+++ Excerpted text +++

Calderonism or Calderonismo is a political and ideological doctrine of Costa Rica, which emerged in the 1940s under the leadership of caudillo Dr. Rafael Ángel Calderón Guardia, before, during and after he was president with his National Republican Party, and which was continued by various political forces such as Unity Coalition, National Unification Party and the current Social Christian Unity Party and its split the Social Christian Republican Party. It is together with Liberacionismo one of the two traditional political tendencies of Costa Rican politics, with which it represented a certain type of Costa Rican bipartisanship from 1986 to 2002 and revolves around the Calderón family. It is a form of populist and Catholic Christian socialism very similar to Argentine Peronism.

History

Calderonism was born with the political leadership of Dr. Rafael Ángel Calderón Guardia. His administration (1940-1944) has been traditionally controversial, during his tenure the University of Costa Rica was created, the border problem with Panama was solved through the Echandi-Fernández treaty and in alliance with the Catholic Church and the Costa Rican Communist Party, the Labor Code and the Social Guarantees were promulgated. However accusations of authoritarianism, voters' fraud, corruption and persecution of political opponents and ethnic minorities (particularly Germans, Italians and Japanese after the Pearl Harbor attacks with Costa Rican joining World War II as part of the Allies) stained Calderon's rule.

Calderón directly from 1940 to 1944, his chosen candidate, Teodoro Picado Michalski won the 1944 Costa Rican general election as part of a Republican-Communist coalition named Victory Bloc and in the middle of increasing political tensions.

In the 1948 election Calderón was again candidate for the presidency. The National Electoral Court provisionally declared the opposition candidate Otilio Ulate Blanco provisionally elected, but Calderón Guardia filed a fraud and presented to Congress a nullity of the presidential elections, although not of the legislative ones, in which his supporters had obtained a majority. On March 1, 1948, Congress -where the alliance of Calderonists and communists had a majority-, annulled the presidential elections. This caused a civil war, in which the government forces were defeated militarily by those of rebel caudillo José Figueres Ferrer. Calderón went into exile in Nicaragua, and in December 1948 he invaded Costa Rica with support from the government of Nicaraguan dictator Anastasio Somoza García, but the expedition - known as the counterrevolution - failed. Calderón moved with his family to Mexico, and in 1955 he undertook a second invasion of Costa Rica, with the support of Somoza García, Rafael Leónidas Trujillo and Marcos Pérez Jiménez, but his forces were defeated. The rebel forces seized the border town of Villa Quesada on 12 January.

+++ Record extracts +++

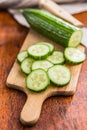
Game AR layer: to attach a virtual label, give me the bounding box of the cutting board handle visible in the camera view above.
[39,0,83,27]
[20,93,45,125]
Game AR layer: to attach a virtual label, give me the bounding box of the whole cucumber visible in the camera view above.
[22,9,82,47]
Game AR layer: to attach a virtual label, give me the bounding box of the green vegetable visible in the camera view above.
[21,57,34,74]
[48,65,71,86]
[28,44,50,60]
[22,9,82,47]
[37,42,54,54]
[17,50,28,63]
[64,47,86,64]
[32,60,53,71]
[47,51,65,65]
[26,69,50,92]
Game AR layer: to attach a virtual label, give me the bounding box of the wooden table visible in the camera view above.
[0,11,87,130]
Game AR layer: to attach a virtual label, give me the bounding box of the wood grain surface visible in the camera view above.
[0,11,87,130]
[6,29,85,125]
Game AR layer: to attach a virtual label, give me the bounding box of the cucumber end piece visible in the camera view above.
[68,29,83,47]
[26,69,50,92]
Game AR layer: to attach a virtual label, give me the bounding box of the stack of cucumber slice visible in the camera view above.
[17,42,86,92]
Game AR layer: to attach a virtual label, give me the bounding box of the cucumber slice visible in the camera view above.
[37,42,54,54]
[17,50,28,63]
[64,47,86,64]
[32,60,53,71]
[47,51,65,65]
[68,30,82,47]
[28,44,50,59]
[26,69,50,92]
[21,58,34,74]
[48,65,71,86]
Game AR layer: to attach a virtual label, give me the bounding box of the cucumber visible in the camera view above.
[32,60,53,71]
[26,69,50,92]
[22,9,82,47]
[28,44,50,60]
[21,57,34,74]
[64,47,86,64]
[37,42,54,54]
[47,51,65,65]
[48,65,71,86]
[17,50,28,63]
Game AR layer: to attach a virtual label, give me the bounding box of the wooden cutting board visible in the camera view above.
[7,30,85,125]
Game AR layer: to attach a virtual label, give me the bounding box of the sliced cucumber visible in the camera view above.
[32,60,53,71]
[17,50,28,63]
[47,51,65,65]
[28,44,50,59]
[26,69,50,92]
[37,42,54,54]
[21,58,34,74]
[48,65,71,86]
[64,47,86,64]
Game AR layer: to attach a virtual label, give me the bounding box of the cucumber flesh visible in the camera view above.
[28,44,50,60]
[68,30,82,47]
[64,47,86,64]
[47,51,65,65]
[48,65,71,86]
[17,50,28,63]
[32,60,53,71]
[26,69,50,92]
[21,58,34,74]
[37,42,54,54]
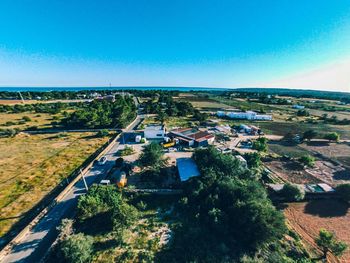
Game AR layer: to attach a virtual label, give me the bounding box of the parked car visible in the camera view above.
[98,156,107,165]
[100,180,111,185]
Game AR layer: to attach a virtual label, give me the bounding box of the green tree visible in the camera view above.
[336,184,350,202]
[253,137,268,152]
[323,132,340,142]
[244,152,262,168]
[315,229,347,258]
[60,233,94,263]
[139,142,167,169]
[22,116,32,121]
[279,183,305,202]
[299,154,315,167]
[303,130,317,141]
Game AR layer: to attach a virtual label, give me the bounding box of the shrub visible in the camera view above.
[22,116,32,121]
[279,183,305,202]
[60,233,94,263]
[323,132,340,142]
[315,229,347,258]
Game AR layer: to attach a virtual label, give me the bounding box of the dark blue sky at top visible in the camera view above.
[0,0,350,91]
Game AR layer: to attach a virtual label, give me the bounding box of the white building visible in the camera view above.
[217,111,272,121]
[144,125,165,139]
[293,104,305,110]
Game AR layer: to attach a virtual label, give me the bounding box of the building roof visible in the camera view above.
[145,124,164,131]
[176,158,200,182]
[171,128,214,142]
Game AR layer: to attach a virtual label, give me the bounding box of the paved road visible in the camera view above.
[1,116,141,263]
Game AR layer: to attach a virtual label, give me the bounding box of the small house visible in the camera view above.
[144,125,166,139]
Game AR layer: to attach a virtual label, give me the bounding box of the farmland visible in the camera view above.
[0,112,62,130]
[0,133,107,236]
[284,200,350,263]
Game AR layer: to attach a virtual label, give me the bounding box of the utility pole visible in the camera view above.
[80,169,89,191]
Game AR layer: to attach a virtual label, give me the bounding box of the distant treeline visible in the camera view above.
[61,95,136,129]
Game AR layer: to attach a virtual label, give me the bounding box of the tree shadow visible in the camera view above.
[304,199,349,217]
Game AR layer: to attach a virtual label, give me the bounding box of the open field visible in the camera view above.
[284,200,350,263]
[0,99,88,105]
[0,133,108,236]
[299,141,350,168]
[0,112,62,130]
[174,94,231,111]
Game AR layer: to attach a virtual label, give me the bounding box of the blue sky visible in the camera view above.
[0,0,350,91]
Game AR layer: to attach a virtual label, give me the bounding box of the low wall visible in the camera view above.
[0,117,140,262]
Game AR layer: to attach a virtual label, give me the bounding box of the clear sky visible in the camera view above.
[0,0,350,91]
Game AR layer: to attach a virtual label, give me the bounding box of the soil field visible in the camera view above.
[299,141,350,169]
[284,200,350,263]
[264,160,323,184]
[174,96,232,111]
[246,121,350,140]
[0,112,62,130]
[0,133,108,237]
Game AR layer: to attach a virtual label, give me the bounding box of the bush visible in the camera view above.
[279,183,305,202]
[336,184,350,202]
[323,132,340,142]
[22,116,32,121]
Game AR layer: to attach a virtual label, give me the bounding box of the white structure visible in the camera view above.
[217,111,272,121]
[293,104,305,110]
[144,125,165,139]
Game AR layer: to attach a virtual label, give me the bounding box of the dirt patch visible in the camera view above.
[299,141,350,168]
[284,200,350,263]
[265,160,322,184]
[306,161,350,185]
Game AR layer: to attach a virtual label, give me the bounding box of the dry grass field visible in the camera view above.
[0,112,61,130]
[0,133,107,236]
[284,200,350,263]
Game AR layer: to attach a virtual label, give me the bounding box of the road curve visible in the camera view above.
[0,116,141,263]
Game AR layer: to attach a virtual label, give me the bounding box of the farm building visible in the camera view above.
[169,128,215,147]
[176,158,200,182]
[217,111,272,121]
[144,125,165,139]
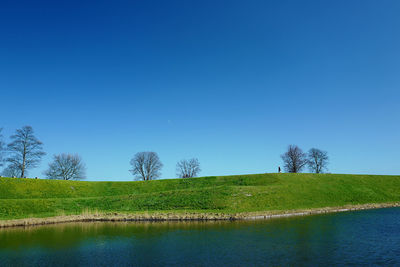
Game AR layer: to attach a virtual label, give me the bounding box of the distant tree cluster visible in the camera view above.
[281,145,329,173]
[45,154,86,180]
[0,126,329,181]
[130,154,201,181]
[176,158,201,178]
[0,126,85,180]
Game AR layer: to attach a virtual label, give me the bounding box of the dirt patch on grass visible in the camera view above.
[0,202,400,228]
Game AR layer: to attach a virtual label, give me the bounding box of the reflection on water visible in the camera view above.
[0,208,400,266]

+++

Transcribe the Calderonism passage word for word, from "Calderonism was born" up to and including "stained Calderon's rule.".

Calderonism was born with the political leadership of Dr. Rafael Ángel Calderón Guardia. His administration (1940-1944) has been traditionally controversial, during his tenure the University of Costa Rica was created, the border problem with Panama was solved through the Echandi-Fernández treaty and in alliance with the Catholic Church and the Costa Rican Communist Party, the Labor Code and the Social Guarantees were promulgated. However accusations of authoritarianism, voters' fraud, corruption and persecution of political opponents and ethnic minorities (particularly Germans, Italians and Japanese after the Pearl Harbor attacks with Costa Rican joining World War II as part of the Allies) stained Calderon's rule.